--- START Dataset rows ---

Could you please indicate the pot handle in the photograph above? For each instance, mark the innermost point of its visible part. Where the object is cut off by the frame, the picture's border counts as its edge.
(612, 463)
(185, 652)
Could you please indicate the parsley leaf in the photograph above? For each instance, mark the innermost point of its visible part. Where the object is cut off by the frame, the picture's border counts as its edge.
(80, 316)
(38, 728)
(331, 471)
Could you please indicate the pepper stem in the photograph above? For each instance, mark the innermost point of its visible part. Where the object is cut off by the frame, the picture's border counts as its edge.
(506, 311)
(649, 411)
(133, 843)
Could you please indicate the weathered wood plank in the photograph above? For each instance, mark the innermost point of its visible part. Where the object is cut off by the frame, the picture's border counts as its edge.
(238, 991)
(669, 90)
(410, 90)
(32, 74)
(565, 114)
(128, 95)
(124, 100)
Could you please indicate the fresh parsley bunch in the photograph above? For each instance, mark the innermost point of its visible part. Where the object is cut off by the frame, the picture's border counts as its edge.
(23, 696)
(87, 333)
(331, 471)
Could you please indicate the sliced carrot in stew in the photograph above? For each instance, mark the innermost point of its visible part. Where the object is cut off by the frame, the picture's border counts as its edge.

--- END Dataset rows ---

**Task statement**
Copy out all of the material above word for word, from the first line to the last.

**Finished task**
Could you please indicate the pot handle in the photograph above? For each instance, mark the innermost point of its visible part. Where the object is cut off by the frame, the picture's border counts as its edge.
(612, 463)
(185, 652)
Could you please indicate the parsley leaf in the photograph above? For each instance, mark the innermost point of its visible part. Where the object is cut off by the frame, the picture's border counts as its edge.
(80, 316)
(38, 728)
(331, 471)
Could you please indicate the pepper stem in the photograph above? For each instance, mark the innermost point of its visible part. Where the object is cut off by the frame, the picture's border counts as its edge.
(506, 311)
(649, 411)
(133, 843)
Could you please indicate the weathered wood plank in the photograph above? For each instance, mark the innermost point of its visible part. Where the object is cut off by the frame, the picture's border counts as its edge.
(238, 991)
(669, 90)
(410, 90)
(32, 74)
(565, 114)
(128, 95)
(124, 100)
Could you please indicate the fresh parsley bunch in the photograph above? For each instance, mark the innermost point of its visible part. Where the object is cut off by the frame, the picture's border counts as its edge.
(23, 696)
(87, 333)
(331, 471)
Could you please indicate the sliced carrot in stew in the photograph above? For each instance, mark the innermost point of its visible part. Where the object is cut off by the frame, the picture's border counts as its edge.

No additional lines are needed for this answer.